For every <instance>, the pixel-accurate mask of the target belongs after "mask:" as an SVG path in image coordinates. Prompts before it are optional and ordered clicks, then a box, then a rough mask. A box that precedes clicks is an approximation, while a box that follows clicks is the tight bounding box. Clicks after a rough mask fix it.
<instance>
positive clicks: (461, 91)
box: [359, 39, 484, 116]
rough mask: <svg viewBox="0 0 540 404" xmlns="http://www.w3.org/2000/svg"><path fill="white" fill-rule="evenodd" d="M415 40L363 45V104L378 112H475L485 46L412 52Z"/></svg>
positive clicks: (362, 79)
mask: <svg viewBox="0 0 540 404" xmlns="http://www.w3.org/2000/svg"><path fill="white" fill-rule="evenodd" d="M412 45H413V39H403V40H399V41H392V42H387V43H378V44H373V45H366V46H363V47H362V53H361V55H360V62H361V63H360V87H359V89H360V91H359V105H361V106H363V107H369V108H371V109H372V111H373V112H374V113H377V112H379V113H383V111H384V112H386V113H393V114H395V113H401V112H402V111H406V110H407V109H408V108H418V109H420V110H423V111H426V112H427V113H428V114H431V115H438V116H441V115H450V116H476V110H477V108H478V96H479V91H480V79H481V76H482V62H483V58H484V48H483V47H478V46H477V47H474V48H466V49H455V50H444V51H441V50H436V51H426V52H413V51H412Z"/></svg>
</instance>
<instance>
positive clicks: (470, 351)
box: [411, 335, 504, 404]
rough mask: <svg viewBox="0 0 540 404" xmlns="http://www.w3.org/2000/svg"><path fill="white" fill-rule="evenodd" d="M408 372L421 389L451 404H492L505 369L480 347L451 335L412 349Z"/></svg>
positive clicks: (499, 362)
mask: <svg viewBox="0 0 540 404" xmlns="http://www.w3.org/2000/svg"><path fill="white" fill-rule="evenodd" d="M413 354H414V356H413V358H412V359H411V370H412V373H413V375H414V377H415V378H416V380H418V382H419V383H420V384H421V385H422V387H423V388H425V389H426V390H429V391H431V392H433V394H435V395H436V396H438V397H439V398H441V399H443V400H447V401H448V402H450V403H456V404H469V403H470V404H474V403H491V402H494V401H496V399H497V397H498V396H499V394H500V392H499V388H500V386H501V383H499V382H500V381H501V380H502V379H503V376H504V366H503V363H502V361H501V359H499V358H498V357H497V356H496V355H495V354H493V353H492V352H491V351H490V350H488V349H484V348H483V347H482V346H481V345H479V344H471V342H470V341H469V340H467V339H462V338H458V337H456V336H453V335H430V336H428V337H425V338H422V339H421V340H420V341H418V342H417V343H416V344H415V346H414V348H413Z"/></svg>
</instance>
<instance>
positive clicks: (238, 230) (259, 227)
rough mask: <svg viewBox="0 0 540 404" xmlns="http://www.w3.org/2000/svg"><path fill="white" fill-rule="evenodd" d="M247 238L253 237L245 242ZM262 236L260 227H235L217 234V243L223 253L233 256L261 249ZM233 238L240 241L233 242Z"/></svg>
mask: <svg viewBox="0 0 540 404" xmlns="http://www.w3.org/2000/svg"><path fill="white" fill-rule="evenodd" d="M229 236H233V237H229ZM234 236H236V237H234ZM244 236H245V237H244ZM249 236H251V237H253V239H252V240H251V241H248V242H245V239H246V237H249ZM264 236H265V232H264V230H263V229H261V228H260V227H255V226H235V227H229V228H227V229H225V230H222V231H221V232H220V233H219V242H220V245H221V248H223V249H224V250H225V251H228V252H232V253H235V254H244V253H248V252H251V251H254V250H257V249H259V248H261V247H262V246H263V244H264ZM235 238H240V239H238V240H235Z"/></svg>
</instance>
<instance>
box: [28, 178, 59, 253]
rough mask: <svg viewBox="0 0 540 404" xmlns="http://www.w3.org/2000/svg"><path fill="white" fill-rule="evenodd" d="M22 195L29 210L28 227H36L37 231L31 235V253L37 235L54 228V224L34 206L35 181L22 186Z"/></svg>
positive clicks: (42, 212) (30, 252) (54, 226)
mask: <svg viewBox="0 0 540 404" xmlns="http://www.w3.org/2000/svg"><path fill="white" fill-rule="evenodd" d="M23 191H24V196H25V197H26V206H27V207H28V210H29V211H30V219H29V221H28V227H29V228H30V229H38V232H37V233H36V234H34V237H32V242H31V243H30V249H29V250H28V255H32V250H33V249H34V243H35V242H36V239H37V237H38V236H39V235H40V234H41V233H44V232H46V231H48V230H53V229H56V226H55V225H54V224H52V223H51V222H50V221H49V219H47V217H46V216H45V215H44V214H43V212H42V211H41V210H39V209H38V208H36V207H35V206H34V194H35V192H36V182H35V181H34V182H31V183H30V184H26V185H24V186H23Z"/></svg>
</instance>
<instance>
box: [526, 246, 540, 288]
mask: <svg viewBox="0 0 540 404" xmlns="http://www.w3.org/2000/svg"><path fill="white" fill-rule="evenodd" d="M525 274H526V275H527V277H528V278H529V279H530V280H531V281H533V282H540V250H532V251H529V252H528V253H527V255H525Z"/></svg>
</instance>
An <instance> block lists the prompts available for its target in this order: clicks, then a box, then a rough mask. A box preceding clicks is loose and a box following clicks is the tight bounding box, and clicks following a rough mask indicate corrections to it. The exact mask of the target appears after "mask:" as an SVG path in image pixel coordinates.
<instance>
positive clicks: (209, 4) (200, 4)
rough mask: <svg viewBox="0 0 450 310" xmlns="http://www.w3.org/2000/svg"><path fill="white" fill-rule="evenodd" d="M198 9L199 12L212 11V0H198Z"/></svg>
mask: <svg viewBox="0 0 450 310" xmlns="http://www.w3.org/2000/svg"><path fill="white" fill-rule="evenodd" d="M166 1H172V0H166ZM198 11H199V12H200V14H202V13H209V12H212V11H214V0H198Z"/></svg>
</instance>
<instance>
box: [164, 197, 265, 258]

# # # #

**Directive:** Swap "rough mask" for "coarse mask" everywhere it occurs in the listing above, and reproduce the listing with no other changes.

**Answer section:**
For every <instance>, the pixel-accurate mask of the target belongs after "mask:" as an SVG path in image coordinates. Prompts before it are optional and ordered clicks, then a box, then a coarse mask. A box that precedes clicks is an approximation, while a box that follows clicks is the tight bounding box. Clicks after a coarse mask fix it.
<instance>
positive clicks: (461, 91)
box: [359, 39, 484, 116]
coarse mask: <svg viewBox="0 0 540 404" xmlns="http://www.w3.org/2000/svg"><path fill="white" fill-rule="evenodd" d="M415 40L363 45V104L378 112H475L485 46L412 52Z"/></svg>
positive clicks: (362, 79)
mask: <svg viewBox="0 0 540 404" xmlns="http://www.w3.org/2000/svg"><path fill="white" fill-rule="evenodd" d="M412 45H413V39H403V40H399V41H392V42H387V43H378V44H373V45H366V46H363V47H362V53H361V55H360V62H361V63H360V87H359V89H360V91H359V105H361V106H363V107H369V108H371V109H372V111H373V112H374V113H377V112H379V113H383V111H384V112H386V113H393V114H395V113H401V112H402V111H406V110H407V109H408V108H418V109H420V110H423V111H426V112H427V113H428V114H431V115H438V116H441V115H450V116H476V110H477V108H478V96H479V91H480V79H481V76H482V62H483V58H484V48H483V47H478V46H477V47H474V48H466V49H455V50H444V51H441V50H436V51H426V52H413V51H412Z"/></svg>
</instance>
<instance>
positive clicks: (470, 351)
box: [411, 335, 504, 404]
coarse mask: <svg viewBox="0 0 540 404" xmlns="http://www.w3.org/2000/svg"><path fill="white" fill-rule="evenodd" d="M408 372L421 389L451 404H492L505 369L480 347L451 335L412 349Z"/></svg>
positive clicks: (499, 362)
mask: <svg viewBox="0 0 540 404" xmlns="http://www.w3.org/2000/svg"><path fill="white" fill-rule="evenodd" d="M413 354H414V356H413V358H412V359H411V370H412V373H413V375H414V377H415V378H416V380H418V382H419V383H420V384H421V385H422V387H423V388H425V389H426V390H429V391H431V392H433V394H435V395H436V396H438V397H439V398H441V399H443V400H447V401H448V402H450V403H456V404H469V403H470V404H474V403H491V402H494V401H496V399H497V397H498V396H499V394H500V392H499V388H500V386H501V383H499V382H500V381H501V380H502V379H503V376H504V366H503V363H502V361H501V359H499V358H498V357H497V356H496V355H495V354H493V353H492V352H491V351H490V350H488V349H484V348H483V347H482V346H481V345H479V344H471V342H470V341H469V340H467V339H462V338H458V337H456V336H453V335H430V336H428V337H425V338H422V339H421V340H420V341H418V342H417V343H416V344H415V346H414V348H413Z"/></svg>
</instance>
<instance>
positive clicks: (238, 230) (259, 227)
coarse mask: <svg viewBox="0 0 540 404" xmlns="http://www.w3.org/2000/svg"><path fill="white" fill-rule="evenodd" d="M247 238L253 237L245 242ZM262 236L260 227H235L217 234V243L223 253L233 256L261 249ZM233 238L240 241L233 242Z"/></svg>
mask: <svg viewBox="0 0 540 404" xmlns="http://www.w3.org/2000/svg"><path fill="white" fill-rule="evenodd" d="M229 236H233V237H229ZM234 236H236V237H234ZM244 236H245V237H244ZM249 236H251V237H253V239H252V240H251V241H248V242H245V239H246V237H249ZM264 236H265V232H264V230H263V229H261V228H260V227H255V226H235V227H229V228H227V229H225V230H222V231H221V232H220V233H219V242H220V245H221V248H223V249H224V250H225V251H228V252H232V253H235V254H244V253H248V252H251V251H254V250H257V249H259V248H261V247H262V246H263V244H264ZM235 238H240V239H238V240H235Z"/></svg>
</instance>
<instance>
box: [28, 178, 59, 253]
coarse mask: <svg viewBox="0 0 540 404" xmlns="http://www.w3.org/2000/svg"><path fill="white" fill-rule="evenodd" d="M22 195L29 210L28 227H36L37 231L31 235V253L37 235L54 228V224L34 206L35 181L22 186Z"/></svg>
positive clicks: (42, 212) (30, 252) (54, 226)
mask: <svg viewBox="0 0 540 404" xmlns="http://www.w3.org/2000/svg"><path fill="white" fill-rule="evenodd" d="M23 191H24V196H25V197H26V206H27V207H28V210H29V211H30V219H29V221H28V227H29V228H30V229H38V232H37V233H36V234H34V237H32V242H31V243H30V249H29V250H28V255H32V250H33V249H34V243H35V242H36V239H37V237H38V236H39V235H40V234H41V233H44V232H46V231H48V230H53V229H56V226H55V225H54V224H52V223H51V222H50V221H49V219H47V217H46V216H45V215H44V214H43V212H42V211H41V210H39V209H38V208H36V207H35V206H34V194H35V192H36V182H35V181H34V182H31V183H30V184H26V185H24V186H23Z"/></svg>
</instance>
<instance>
box: [526, 246, 540, 288]
mask: <svg viewBox="0 0 540 404" xmlns="http://www.w3.org/2000/svg"><path fill="white" fill-rule="evenodd" d="M525 274H526V275H527V277H528V278H529V279H530V280H531V281H533V282H540V250H532V251H529V252H528V253H527V255H525Z"/></svg>
</instance>
An <instance> block lists the prompts available for its target in this order: clicks, then a box, then a coarse mask. A box preceding clicks is loose and a box following clicks is the tight bounding box, and clicks following a coarse mask indicate corrections to it. The exact mask of the target appears after "mask:" as an SVG path in image pixel coordinates.
<instance>
positive clicks: (209, 4) (200, 4)
coarse mask: <svg viewBox="0 0 450 310" xmlns="http://www.w3.org/2000/svg"><path fill="white" fill-rule="evenodd" d="M198 9L199 12L212 11V0H198Z"/></svg>
mask: <svg viewBox="0 0 450 310" xmlns="http://www.w3.org/2000/svg"><path fill="white" fill-rule="evenodd" d="M166 1H172V0H166ZM198 11H199V12H200V14H202V13H209V12H212V11H214V0H198Z"/></svg>
</instance>
<instance>
box: [164, 197, 265, 258]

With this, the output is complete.